-- Data records follows --

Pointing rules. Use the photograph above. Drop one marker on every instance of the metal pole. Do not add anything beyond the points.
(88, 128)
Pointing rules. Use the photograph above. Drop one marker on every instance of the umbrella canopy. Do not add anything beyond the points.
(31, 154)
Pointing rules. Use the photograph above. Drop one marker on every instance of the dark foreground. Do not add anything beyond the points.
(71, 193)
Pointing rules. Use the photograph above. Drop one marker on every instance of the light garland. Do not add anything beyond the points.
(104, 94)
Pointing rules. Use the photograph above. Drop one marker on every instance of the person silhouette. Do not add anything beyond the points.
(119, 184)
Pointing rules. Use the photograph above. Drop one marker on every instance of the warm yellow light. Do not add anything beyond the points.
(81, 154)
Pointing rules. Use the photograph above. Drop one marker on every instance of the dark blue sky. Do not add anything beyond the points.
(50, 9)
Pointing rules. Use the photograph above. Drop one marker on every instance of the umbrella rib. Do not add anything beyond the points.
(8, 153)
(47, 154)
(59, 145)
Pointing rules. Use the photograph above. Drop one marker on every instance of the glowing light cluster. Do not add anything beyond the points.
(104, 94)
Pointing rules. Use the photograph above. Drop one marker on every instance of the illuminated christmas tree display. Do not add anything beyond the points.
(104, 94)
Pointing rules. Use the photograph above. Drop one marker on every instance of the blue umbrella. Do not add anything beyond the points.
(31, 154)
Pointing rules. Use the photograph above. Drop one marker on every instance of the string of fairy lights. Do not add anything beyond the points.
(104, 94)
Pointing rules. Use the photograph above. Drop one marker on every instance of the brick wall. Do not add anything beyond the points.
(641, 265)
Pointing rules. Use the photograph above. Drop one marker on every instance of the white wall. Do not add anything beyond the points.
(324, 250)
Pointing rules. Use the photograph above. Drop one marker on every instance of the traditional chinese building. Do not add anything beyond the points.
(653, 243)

-- Data records concluded --

● **About this exercise**:
Copy the records. Each line should match exactly.

● **Solution for this exercise**:
Pointing rules. Use the photograph above. Drop one marker on every instance of the metal pole. Do not add anything beyond the points.
(88, 128)
Pointing rules. Use the photograph above. Drop one marker on every instance of the umbrella canopy. Do not add anything beyond the points.
(31, 154)
Pointing rules. Use the photograph above. Drop one marker on every instance of the dark foreground. Do not add anything beyond the points.
(71, 193)
Pointing rules. Use the photograph above. Drop one marker on every instance of the light garland. Do not add anything beyond the points.
(104, 94)
Pointing rules. Use the photograph above. Drop one marker on every instance of the person silhouette. Do not add anything beyond the points.
(119, 184)
Pointing rules. Use the photograph above. Drop one marker on every instance of the warm yellow light. Do not add anything beyond the points.
(81, 154)
Pointing rules. Use the photograph above. Drop one marker on every instance of the dark blue sky. Do not add anything beyond the points.
(50, 9)
Pointing rules. Use the photograph above. Drop one marker on every instance of the umbrella rib. Do not add anything beyond the points.
(8, 153)
(47, 154)
(59, 145)
Pointing rules. Use the photograph above. Drop one marker on every instance of the glowing light cluster. Do not add anything beyond the points.
(104, 94)
Pointing rules. Use the photograph above. Drop one marker on every instance of the illuminated christmas tree display. Do not add anything beyond the points.
(104, 94)
Pointing rules. Use the photograph above. Drop one marker on every instance of the blue umbrella. Do not add anything beyond the points.
(31, 154)
Pointing rules. Use the photograph above. Drop one marker on every instance of the string of fairy lights. Do not add anything beyond the points.
(104, 94)
Pointing rules. Use the photograph above. Drop one marker on every instance of the brick wall. Do not add anything beyond the points.
(641, 265)
Pointing rules. Use the photograph above. Drop one marker on every instance of the white wall. Do not add anything beyond the points.
(324, 250)
Pointing rules. Use the photograph above. Drop one marker on every instance of the traditional chinese building. Do not add anything beyond the points.
(653, 243)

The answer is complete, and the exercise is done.